==== Reading text

Former railway line in Queensland, Australia

Hervey Bay railway line, sometimes known as Urangan railway line, is a closed railway line in Queensland, Australia. It was opened in 1896 to Pialba and it was extended to Urangan in 1913. It was extended to the end of the Urangan Pier in 1917, along with the opening of the pier. It was closed in 1993.

==History==
The line has a long and storied history.

===Before proposals===
Coal was discovered on the Burrum River in 1863. The Maryborough railway line had commenced operations as an isolated system with the opening of a line from the Port of Maryborough to the goldfields at Gympie. Initially, the coal at Burrum River generated little interest, but by the 1880s, developers were pushing for a railway to the river, and the first section of the line, which would eventually be extended to Bundaberg, opened from Baddow to Howard on 30 June 1883. This gave the coal mines near Howard access to the Maryborough wharves, but the small, shallow vessels which could traverse the Mary River were not conductive to development, and shipping of the coal from Burrum River, across Hervey Bay to the Mary River where it was transshipped to larger vessels was met with similarly limited success.

========

Prompt:
Summarize the text on the Hervey Bay railway line in two sentences.

==== Listed records

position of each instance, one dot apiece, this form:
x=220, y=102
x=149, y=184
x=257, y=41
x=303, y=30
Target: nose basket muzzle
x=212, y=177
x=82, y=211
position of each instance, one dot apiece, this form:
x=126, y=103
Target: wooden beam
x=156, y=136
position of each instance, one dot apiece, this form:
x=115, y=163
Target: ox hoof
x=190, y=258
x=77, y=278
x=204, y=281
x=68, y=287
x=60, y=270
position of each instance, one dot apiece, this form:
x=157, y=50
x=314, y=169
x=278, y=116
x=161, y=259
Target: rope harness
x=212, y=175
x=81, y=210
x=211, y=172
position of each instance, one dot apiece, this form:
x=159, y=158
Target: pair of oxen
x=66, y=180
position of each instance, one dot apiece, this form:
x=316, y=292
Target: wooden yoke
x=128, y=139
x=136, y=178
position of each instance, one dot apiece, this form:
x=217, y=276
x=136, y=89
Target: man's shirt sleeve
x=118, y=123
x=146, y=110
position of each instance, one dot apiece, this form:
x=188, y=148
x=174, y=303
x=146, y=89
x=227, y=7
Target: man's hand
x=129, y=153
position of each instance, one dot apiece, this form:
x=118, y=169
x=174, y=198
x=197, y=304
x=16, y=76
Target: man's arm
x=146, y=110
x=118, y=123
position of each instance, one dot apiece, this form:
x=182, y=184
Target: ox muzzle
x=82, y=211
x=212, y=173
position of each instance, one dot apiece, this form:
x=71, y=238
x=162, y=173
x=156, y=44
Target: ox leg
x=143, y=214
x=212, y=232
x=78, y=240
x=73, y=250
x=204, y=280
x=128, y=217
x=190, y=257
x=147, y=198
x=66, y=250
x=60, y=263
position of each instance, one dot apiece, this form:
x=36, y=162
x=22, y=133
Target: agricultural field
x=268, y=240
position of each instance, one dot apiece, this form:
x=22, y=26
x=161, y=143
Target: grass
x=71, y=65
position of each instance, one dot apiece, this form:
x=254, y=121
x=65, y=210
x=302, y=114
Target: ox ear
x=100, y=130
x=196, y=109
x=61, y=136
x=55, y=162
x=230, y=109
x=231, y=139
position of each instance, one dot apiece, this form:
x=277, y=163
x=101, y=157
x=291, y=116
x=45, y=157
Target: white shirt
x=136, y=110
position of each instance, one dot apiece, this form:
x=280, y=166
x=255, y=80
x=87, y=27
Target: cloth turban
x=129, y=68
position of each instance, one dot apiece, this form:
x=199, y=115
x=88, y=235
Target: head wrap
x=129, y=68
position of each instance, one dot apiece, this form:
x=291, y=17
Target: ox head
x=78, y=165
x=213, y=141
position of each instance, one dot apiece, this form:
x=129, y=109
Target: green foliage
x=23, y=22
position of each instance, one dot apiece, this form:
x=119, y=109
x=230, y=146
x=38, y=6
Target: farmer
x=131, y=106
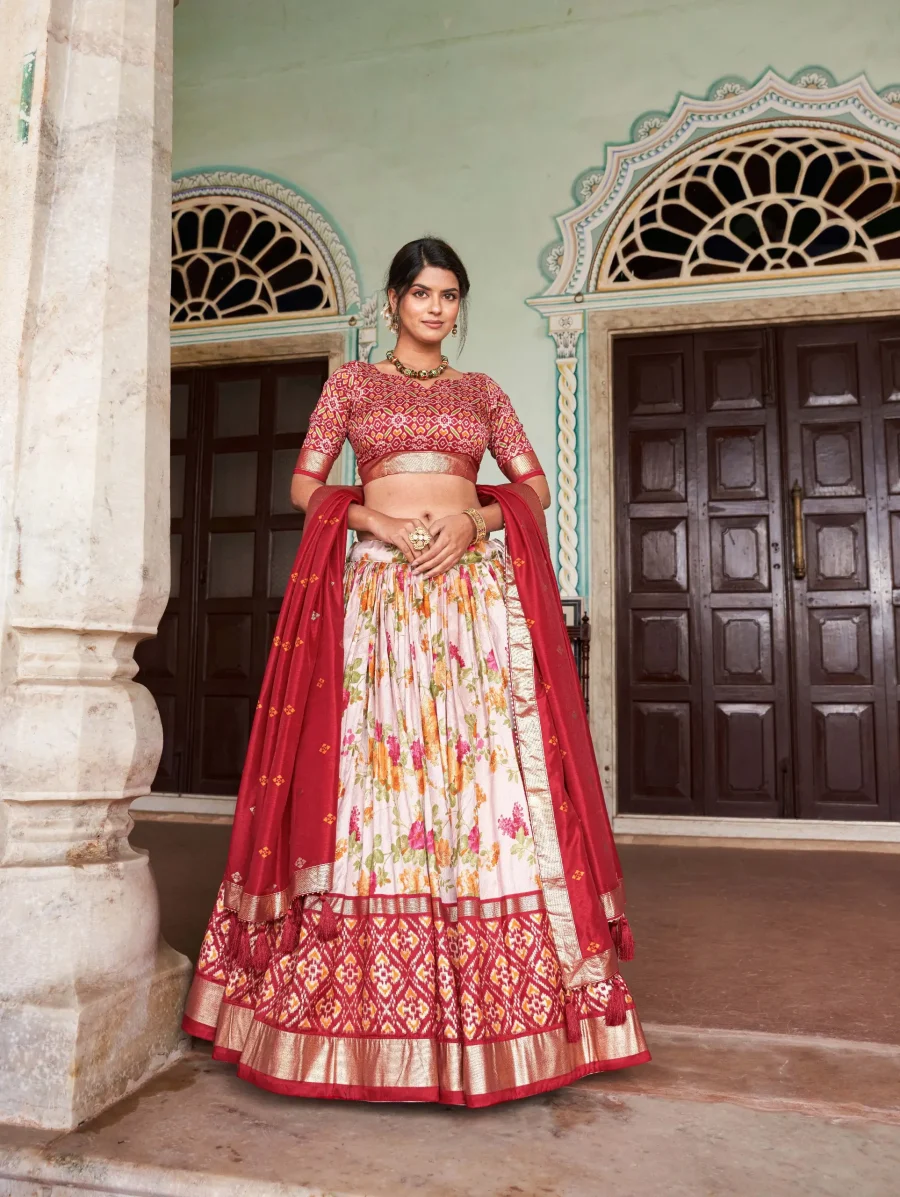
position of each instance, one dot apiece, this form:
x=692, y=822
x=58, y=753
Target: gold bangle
x=479, y=522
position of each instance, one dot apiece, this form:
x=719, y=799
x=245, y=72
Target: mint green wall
x=470, y=119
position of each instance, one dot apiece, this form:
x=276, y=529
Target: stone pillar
x=90, y=996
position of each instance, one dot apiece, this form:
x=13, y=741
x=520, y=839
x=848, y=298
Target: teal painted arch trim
x=600, y=193
x=600, y=190
x=296, y=205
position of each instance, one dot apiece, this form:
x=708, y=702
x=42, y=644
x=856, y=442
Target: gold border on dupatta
x=478, y=1069
x=577, y=968
x=267, y=907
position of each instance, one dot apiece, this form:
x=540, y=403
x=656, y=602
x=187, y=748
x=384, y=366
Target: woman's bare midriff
x=424, y=497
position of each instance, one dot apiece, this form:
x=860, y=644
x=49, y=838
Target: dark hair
x=412, y=259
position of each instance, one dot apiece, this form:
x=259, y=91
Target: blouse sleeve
x=509, y=444
x=328, y=427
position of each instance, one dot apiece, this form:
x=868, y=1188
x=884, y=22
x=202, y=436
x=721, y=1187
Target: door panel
x=701, y=663
x=841, y=606
x=658, y=655
x=236, y=433
x=745, y=703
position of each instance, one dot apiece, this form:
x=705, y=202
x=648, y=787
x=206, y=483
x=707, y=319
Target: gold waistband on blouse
x=455, y=463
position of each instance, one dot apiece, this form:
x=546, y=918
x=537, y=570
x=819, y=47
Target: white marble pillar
x=90, y=997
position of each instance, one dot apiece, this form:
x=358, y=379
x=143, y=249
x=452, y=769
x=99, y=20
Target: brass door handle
x=800, y=553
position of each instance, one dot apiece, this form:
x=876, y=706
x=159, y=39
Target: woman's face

========

Answer area:
The Hervey Bay railway line, sometimes called the Urangan railway line, is a closed line in Queensland, Australia, opened to Pialba in 1896, extended to Urangan in 1913 and to the end of the Urangan Pier in 1917, and closed in 1993. Its history records that coal was found on the Burrum River in 1863, that a line from Baddow to Howard opened on 30 June 1883 to give the mines access to the Maryborough wharves, and that moving the coal by small Mary River vessels or across Hervey Bay met with only limited success.